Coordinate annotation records
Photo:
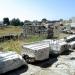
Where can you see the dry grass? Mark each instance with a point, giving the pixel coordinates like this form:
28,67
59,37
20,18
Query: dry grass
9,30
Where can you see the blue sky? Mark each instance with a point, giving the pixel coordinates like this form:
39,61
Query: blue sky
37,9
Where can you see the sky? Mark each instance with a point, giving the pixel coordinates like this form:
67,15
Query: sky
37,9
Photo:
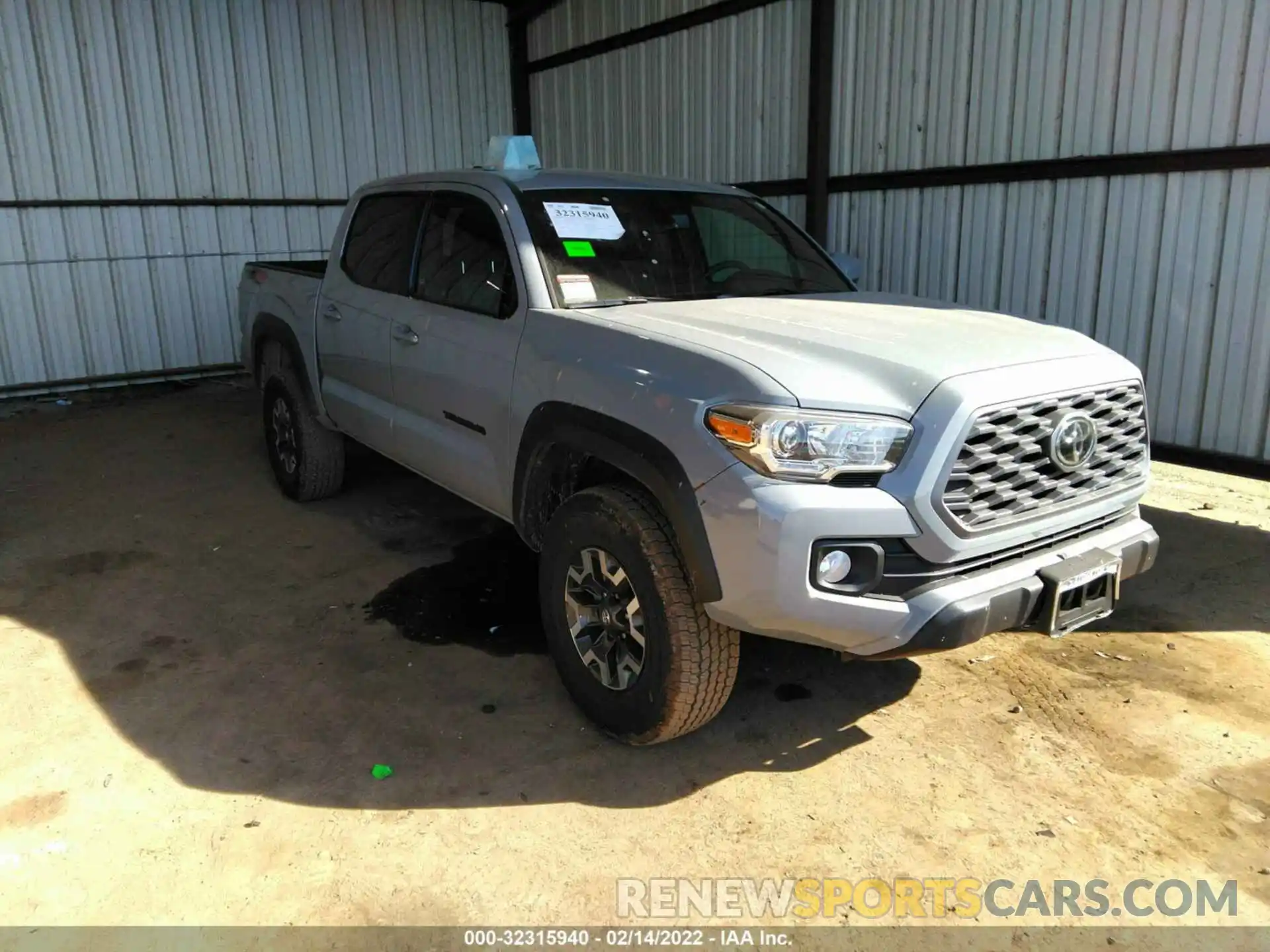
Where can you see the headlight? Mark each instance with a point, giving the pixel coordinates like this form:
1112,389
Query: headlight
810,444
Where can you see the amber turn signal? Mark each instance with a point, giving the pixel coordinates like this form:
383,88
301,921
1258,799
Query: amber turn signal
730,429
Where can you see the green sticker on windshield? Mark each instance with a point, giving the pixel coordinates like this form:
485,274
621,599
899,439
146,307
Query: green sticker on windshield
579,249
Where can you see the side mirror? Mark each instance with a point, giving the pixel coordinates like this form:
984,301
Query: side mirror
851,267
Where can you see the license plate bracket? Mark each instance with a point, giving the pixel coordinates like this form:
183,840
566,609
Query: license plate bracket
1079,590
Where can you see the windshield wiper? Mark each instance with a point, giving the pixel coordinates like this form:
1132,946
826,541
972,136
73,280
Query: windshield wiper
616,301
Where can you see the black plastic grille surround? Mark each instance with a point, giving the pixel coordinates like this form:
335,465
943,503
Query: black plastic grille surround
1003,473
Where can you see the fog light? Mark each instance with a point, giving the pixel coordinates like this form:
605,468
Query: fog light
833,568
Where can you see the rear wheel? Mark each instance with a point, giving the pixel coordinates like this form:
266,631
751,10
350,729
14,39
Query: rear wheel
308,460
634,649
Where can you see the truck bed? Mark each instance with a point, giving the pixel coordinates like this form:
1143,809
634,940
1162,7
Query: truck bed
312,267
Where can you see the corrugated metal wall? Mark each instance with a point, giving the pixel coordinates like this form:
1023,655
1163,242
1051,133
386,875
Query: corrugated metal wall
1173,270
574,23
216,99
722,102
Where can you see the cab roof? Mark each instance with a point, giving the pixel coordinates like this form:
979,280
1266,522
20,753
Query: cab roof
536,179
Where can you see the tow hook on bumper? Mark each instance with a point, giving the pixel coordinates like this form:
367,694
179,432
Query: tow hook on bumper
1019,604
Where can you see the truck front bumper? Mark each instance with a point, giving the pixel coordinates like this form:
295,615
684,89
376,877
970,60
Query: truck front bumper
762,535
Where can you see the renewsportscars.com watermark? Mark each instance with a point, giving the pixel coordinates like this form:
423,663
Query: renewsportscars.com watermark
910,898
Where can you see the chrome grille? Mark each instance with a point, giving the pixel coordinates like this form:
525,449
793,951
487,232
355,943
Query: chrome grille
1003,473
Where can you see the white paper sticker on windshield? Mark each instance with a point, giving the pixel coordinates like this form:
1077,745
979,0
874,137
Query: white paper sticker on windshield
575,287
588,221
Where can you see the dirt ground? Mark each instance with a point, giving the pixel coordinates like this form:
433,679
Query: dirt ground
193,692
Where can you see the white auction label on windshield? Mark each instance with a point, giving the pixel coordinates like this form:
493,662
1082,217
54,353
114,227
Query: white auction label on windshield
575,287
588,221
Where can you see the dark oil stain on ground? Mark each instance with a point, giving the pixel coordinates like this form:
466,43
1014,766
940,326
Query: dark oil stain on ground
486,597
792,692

Task directions: Only the lines from the one that contains "Where can you see the rear" to the end of the entries above should be given again, exactly and in full.

The response:
Where can you see the rear wheel? Mark each instance with a point, giving the pixel coordinates like this form:
266,631
751,10
350,729
14,39
Query: rear wheel
308,460
634,649
Where can you see the truck bed? Mark each instance with a point, giving the pixel coordinates like this form:
1143,809
634,940
1162,7
Query: truck bed
312,267
Where can you see the corrugated metal wall? Mark each instance with a point, giving the pixel coordinates like this form:
1023,655
1163,242
1051,133
386,875
Query: corrugated metal wall
1173,270
574,23
216,99
722,102
Where can you see the cab roof? Mark each instance with a point, giving the pixel coordinates like this form:
979,280
1266,522
20,753
Query: cab roof
536,179
Where can you see the tow hook on bumper? Mark each instance with a point, giving the pixel coordinates like this form:
367,694
179,432
Query: tow hook on bumper
1019,604
Where can you see the truck front bumper? Mark each instance with a point, giving the pixel coordinates like this form:
295,615
684,89
376,877
970,60
Query: truck front bumper
762,535
Where can you see the renewsportscars.com watermark? Mark each instance with a point, giving the pixel coordinates like this form:
423,663
Query: renewsportscars.com watermark
910,898
Where can you see the chrome grille? Mark each instance with a point, giving the pixel coordinates like this form:
525,449
793,951
487,232
355,943
Query: chrome grille
1003,473
Where can you see the white paper sticker on windshield? Mark each instance with a point, giving the pixel coordinates like this form:
1077,745
979,0
874,137
Query: white paper sticker on windshield
575,287
588,221
Where can you see the dirt ground? Mark each instance with a point, giving the pixel coordinates like this form:
433,679
Query: dirt ground
193,692
Where can you see the white auction label on windshield? Mark each instance with a point, giving the pixel coordinates like this form:
493,662
1082,217
54,353
114,227
Query: white auction label on windshield
575,287
588,221
Where can you see the dark oil stain on ground? Mark each instance with a point, giving the pixel coordinates like this form:
466,43
1014,766
940,326
Query: dark oil stain on ground
486,597
792,692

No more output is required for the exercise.